Tell how many lines below include the word "amber". Only the number should appear.
[[ PROVIDED DATA, beginning ]]
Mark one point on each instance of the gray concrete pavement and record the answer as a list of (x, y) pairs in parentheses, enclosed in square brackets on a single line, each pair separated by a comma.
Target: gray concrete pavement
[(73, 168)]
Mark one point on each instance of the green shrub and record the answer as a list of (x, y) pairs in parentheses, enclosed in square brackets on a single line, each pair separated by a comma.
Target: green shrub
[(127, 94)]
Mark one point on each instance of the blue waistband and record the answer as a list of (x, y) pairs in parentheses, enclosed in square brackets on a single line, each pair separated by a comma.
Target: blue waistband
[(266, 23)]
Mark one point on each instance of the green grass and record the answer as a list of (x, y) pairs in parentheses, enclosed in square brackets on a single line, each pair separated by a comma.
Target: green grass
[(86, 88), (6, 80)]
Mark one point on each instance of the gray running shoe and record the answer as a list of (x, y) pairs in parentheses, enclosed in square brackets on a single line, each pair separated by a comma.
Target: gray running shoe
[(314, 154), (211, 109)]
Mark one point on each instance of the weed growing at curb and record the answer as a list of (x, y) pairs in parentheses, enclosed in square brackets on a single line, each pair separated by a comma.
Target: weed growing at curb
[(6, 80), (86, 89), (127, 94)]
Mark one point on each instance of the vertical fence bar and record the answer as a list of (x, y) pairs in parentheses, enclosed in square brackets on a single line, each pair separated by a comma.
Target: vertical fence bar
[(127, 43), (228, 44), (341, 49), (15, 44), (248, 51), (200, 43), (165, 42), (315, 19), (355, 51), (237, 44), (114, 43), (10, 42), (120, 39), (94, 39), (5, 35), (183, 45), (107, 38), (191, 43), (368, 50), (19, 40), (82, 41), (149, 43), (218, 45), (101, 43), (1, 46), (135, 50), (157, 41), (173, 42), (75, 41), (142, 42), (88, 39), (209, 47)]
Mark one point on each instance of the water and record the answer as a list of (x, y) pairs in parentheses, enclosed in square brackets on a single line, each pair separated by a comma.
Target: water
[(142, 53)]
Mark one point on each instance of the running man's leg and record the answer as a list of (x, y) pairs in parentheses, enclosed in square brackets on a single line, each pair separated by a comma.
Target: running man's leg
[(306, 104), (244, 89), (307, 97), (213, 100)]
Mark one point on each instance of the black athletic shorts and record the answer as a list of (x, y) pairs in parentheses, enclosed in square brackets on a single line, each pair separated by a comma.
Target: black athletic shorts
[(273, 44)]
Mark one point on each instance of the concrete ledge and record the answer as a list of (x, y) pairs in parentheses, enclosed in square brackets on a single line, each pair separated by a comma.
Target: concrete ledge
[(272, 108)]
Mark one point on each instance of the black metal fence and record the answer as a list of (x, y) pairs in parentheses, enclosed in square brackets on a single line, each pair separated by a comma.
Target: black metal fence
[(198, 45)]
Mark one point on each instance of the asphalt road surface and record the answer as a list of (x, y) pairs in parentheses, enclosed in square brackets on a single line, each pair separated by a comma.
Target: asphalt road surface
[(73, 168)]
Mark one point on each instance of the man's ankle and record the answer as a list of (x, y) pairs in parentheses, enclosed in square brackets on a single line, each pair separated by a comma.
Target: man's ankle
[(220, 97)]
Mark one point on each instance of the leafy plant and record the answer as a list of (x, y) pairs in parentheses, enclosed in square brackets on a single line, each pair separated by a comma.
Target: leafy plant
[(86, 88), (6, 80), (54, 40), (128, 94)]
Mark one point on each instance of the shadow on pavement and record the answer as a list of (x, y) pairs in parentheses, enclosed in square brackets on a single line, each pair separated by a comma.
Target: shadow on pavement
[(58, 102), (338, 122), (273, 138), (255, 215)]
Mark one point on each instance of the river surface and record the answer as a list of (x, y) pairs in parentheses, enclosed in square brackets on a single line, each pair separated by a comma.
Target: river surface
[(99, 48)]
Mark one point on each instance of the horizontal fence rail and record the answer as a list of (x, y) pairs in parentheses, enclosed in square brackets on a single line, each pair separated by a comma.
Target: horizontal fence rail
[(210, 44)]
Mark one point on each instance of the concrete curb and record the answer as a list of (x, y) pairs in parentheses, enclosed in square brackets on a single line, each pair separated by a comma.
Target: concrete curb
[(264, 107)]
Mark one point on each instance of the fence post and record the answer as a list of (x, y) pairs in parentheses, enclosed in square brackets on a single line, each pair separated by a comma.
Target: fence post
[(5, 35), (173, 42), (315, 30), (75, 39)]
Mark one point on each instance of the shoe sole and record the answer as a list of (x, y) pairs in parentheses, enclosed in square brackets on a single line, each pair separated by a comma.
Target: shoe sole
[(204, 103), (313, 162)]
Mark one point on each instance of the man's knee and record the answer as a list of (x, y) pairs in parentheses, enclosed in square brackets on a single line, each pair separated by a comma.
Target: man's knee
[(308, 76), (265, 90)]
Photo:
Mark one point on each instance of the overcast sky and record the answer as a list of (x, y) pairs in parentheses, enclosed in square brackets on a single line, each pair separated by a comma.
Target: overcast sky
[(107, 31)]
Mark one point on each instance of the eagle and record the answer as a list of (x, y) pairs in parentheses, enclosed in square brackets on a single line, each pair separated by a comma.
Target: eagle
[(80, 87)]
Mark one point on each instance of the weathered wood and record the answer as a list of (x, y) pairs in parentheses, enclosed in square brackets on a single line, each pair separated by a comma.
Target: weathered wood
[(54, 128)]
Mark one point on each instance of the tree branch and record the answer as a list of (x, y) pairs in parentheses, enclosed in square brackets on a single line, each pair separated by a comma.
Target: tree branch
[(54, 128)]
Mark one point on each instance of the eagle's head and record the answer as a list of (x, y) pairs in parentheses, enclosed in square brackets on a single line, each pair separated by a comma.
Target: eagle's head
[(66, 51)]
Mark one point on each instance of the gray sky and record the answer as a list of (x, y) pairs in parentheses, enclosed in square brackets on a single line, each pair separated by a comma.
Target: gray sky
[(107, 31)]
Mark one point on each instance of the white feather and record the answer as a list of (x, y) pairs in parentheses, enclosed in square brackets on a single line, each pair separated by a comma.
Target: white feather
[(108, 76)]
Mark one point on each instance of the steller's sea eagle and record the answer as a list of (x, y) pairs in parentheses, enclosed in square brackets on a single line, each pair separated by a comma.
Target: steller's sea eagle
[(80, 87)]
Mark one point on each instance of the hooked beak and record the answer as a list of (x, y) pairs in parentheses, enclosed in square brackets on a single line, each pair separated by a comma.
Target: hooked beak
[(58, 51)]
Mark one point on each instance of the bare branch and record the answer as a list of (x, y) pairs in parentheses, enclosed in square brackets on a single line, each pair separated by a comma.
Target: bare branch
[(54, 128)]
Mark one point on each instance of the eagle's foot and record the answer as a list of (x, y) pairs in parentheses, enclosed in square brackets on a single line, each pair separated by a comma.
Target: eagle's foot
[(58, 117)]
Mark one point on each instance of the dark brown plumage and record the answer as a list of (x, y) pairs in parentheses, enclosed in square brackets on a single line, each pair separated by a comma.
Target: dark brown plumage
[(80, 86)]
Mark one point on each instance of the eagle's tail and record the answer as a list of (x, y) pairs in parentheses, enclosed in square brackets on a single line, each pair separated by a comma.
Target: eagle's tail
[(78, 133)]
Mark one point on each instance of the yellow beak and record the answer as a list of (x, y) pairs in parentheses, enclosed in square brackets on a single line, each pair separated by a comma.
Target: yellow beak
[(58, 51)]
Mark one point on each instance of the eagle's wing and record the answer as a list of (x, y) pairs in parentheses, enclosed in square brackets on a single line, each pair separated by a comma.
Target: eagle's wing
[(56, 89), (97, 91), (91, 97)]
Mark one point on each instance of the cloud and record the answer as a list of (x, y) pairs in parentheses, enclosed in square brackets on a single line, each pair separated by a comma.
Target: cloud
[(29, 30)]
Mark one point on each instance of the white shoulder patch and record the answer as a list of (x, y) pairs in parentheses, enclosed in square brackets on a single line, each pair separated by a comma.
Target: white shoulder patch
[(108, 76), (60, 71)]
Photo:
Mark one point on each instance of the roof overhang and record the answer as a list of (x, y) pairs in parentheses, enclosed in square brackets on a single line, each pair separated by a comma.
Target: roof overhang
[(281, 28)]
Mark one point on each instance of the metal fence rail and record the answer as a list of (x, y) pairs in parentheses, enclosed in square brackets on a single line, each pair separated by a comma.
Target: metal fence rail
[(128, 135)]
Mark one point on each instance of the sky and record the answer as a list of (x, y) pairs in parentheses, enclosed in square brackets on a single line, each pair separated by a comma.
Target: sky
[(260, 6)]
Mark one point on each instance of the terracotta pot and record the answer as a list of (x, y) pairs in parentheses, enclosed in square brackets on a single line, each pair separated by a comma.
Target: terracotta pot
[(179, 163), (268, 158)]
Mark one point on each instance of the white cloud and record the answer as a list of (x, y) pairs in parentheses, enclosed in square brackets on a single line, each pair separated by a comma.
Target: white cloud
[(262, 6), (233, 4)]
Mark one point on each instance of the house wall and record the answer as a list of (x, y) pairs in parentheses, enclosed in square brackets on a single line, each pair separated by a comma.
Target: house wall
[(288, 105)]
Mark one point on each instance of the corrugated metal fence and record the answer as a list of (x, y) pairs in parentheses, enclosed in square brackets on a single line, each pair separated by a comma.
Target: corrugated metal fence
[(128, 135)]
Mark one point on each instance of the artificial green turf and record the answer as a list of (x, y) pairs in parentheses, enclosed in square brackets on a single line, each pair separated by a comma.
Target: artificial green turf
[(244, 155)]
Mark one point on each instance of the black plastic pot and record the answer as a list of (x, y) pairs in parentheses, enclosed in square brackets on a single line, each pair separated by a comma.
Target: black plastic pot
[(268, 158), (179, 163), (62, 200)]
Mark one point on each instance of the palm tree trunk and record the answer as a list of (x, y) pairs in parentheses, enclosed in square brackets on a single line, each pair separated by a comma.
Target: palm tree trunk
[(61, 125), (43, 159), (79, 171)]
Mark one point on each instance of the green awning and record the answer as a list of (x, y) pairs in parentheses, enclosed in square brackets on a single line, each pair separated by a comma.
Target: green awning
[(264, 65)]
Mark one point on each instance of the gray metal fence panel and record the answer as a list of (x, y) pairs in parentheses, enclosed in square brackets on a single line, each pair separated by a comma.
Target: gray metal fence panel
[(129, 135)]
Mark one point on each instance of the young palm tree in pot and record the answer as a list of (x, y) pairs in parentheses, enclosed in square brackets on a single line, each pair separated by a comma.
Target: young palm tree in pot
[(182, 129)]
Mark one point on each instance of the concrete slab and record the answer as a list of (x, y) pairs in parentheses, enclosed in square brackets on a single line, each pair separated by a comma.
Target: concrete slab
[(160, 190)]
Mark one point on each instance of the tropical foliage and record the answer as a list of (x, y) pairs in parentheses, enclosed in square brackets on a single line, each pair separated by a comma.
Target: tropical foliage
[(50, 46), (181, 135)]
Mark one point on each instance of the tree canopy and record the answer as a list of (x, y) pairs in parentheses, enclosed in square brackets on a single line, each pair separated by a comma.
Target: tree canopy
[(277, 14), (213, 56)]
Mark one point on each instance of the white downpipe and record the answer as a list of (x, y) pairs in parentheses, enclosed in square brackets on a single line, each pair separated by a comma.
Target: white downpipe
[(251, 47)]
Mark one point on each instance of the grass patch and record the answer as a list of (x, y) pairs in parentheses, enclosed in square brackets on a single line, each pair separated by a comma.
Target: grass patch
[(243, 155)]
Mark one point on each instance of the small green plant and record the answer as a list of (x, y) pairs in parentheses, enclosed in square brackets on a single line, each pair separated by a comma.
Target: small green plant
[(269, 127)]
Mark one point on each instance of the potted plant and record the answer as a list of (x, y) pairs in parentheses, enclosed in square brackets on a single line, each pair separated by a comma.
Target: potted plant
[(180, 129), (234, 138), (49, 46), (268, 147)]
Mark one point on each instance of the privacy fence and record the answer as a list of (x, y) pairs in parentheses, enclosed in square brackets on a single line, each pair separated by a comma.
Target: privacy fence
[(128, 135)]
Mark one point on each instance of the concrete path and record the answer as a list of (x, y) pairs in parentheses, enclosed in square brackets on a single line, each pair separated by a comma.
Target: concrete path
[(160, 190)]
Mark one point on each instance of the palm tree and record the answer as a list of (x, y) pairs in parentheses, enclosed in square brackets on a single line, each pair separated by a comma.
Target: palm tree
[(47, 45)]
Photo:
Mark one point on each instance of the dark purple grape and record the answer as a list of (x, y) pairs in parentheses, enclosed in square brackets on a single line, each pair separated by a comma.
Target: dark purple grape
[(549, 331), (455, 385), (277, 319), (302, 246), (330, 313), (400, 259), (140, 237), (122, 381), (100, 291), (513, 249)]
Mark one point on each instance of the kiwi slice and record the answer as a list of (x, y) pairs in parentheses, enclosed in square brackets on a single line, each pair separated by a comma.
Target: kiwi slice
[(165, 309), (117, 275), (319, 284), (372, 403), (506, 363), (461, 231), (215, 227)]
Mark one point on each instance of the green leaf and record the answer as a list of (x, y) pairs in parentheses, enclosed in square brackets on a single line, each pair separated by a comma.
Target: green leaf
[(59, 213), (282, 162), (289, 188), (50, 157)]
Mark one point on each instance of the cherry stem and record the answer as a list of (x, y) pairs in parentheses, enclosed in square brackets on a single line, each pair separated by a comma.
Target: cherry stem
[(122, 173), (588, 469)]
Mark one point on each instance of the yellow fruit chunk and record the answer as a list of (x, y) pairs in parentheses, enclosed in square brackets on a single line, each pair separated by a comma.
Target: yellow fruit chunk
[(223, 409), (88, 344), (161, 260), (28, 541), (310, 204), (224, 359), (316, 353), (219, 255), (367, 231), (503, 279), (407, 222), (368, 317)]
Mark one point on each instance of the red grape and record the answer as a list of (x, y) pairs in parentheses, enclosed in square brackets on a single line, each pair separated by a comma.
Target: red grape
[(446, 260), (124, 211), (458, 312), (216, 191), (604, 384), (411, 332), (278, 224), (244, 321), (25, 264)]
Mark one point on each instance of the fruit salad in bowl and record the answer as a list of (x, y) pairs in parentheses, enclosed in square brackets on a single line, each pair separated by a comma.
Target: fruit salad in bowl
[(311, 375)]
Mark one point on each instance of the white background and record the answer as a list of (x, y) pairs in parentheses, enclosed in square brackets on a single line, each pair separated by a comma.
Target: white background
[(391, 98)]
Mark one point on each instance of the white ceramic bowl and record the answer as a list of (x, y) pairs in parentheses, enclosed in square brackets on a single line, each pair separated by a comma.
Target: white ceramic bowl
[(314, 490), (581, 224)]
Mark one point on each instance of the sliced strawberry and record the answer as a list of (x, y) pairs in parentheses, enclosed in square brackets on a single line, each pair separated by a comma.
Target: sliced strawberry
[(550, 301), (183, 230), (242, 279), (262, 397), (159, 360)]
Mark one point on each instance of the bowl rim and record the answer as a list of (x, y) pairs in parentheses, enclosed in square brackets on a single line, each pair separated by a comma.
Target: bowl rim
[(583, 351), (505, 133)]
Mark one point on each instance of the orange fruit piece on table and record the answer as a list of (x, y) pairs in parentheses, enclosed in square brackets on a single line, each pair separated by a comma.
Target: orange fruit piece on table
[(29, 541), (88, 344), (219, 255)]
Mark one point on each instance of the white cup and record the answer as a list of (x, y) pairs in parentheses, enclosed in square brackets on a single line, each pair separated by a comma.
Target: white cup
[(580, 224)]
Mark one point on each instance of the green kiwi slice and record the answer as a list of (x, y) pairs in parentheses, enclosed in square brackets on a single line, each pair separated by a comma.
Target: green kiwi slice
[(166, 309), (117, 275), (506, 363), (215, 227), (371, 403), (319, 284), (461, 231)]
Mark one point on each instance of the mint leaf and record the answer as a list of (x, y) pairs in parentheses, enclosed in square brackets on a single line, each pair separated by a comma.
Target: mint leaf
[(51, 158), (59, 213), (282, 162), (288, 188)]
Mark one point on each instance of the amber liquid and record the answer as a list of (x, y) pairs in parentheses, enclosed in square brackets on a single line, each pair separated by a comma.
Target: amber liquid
[[ PROVIDED DATA, end ]]
> **SOLUTION TO THIS EXERCISE**: 2